Stated problem
Copy out all of the data below word for word, without the pictures.

Dataset records
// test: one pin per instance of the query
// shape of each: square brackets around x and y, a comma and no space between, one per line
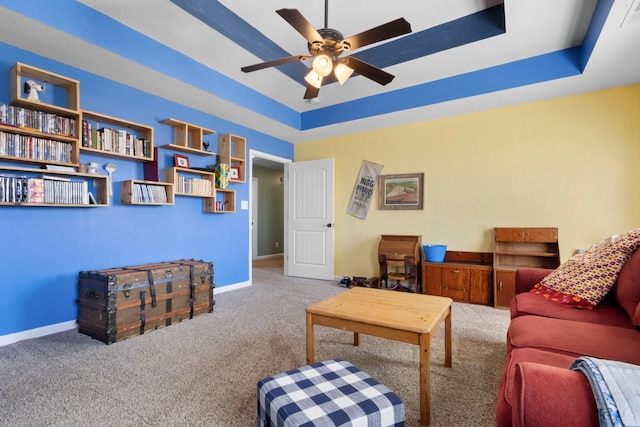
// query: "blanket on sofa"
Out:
[616,388]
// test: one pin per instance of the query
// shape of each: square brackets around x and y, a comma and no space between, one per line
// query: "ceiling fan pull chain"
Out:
[326,13]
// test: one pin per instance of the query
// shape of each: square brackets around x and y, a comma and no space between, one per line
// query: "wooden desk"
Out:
[399,316]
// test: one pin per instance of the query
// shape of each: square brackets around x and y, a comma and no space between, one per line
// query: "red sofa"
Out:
[544,337]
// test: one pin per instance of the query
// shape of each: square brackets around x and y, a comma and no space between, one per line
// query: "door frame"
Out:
[262,155]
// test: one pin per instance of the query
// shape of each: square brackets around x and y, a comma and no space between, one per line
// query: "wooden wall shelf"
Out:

The solution
// test: one pin per instance of the query
// shape of each: square brackets around x and y, a comma and no space between, one per line
// query: "blanket on sofa"
Out:
[616,388]
// test: one pin per instance of the query
// shape of each: square brackets around x and y, a comma and no space between, one per line
// query: "ceiling fan pull chain"
Out:
[326,13]
// test: one pin per instance of the query
// shape of each: square brackets around x and y, a comma and no space between, one per line
// query: "wooden desk"
Out:
[399,316]
// test: one pin per instance of the query
// shape of each: square brackets around x and y, a comma and no space between, one per line
// query: "red sofa"
Out:
[544,337]
// test: one pin per instance of the query
// shape of each: square brackets around x and y, a comma and no space between, one per line
// query: "door frame"
Out:
[262,155]
// test: one pin per instance of the query
// shape of each: square brackets around x and y, a comma and no space between, one per line
// query: "wooden wall shelf"
Out:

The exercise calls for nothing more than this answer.